Instruction A - In the text on leading a dog pack, what do all the dogs do when the writer hovers over them for more than a few seconds?
Instruction B - Pull out every line of the records that contains the string "dress".

I have no unusual, complicated rituals that I go through with any of my dogs...but, I have a very strong presence that dogs and humans can feel when I walk in a room.
All of the dogs KNOW, instinctively that I am in charge of the pack, no dog is.
My dogs know this because they show all the proper signs of submission to me as the leader, hovering over them for more then a few seconds will cause all of them to turn over on their backs..Bourbon street style....
Yes, a few of my dogs through the years have challenged me and I have had to have a few forehead to forehead discussions and come to Jesus meetings, but, in the end, they all understood who is in charge.
I have to say that when the pack has a clear understanding of who is in charge and there are no ambiguities, everything works much smoother in the end!!
Hope I helped.
Yes I know where I fit with my pack. I'm at the top of the pack. They know that they get food only through me. They have to ask for my attention but I can demand theirs. They can lay anywhere that they want to but when I say "Move" it is in their best interest to do so. I have been challenged a few times by a younger teenager who thought that he knew more then I did. He learned that he wasn't the boss. I do quite a lot of dog training for different venues including obedience, rally, some agility and field work. This maintains the pack dynamics really well.

Extracted entries -
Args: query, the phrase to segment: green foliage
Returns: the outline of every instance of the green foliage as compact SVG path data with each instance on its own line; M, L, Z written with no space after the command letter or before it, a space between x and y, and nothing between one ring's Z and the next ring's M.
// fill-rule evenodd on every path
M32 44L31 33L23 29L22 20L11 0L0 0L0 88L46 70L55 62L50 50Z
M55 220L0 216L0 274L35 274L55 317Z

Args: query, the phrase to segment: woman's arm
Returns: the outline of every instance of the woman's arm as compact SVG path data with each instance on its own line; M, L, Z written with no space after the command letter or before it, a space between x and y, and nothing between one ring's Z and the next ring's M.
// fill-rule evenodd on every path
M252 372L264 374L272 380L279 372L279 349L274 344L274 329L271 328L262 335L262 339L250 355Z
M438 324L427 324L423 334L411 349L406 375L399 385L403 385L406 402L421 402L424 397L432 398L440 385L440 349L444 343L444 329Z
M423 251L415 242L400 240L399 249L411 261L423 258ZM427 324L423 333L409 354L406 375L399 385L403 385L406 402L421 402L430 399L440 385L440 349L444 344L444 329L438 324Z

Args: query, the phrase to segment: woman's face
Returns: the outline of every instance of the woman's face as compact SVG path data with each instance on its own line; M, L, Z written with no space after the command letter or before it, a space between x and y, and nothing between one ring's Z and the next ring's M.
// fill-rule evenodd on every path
* * *
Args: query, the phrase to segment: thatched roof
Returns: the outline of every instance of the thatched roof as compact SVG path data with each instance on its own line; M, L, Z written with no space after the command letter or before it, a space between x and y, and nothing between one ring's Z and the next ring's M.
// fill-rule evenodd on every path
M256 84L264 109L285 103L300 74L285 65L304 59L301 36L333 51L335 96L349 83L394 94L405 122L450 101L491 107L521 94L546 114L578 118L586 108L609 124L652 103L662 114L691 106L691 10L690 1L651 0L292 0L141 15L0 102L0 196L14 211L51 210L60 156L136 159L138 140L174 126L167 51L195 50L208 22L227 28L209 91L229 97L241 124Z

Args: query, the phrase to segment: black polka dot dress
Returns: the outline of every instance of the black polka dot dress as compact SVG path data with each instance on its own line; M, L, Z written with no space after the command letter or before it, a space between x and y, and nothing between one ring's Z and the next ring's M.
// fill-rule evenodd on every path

Written solution A - They all turn over on their backs.

Written solution B -
Args: query, the phrase to segment: black polka dot dress
Returns: the outline of every instance of the black polka dot dress as compact SVG path data with each instance on its own line; M, L, Z written with no space after the command letter or before it, a space between x and y, and nothing between one ring's Z and the next ring's M.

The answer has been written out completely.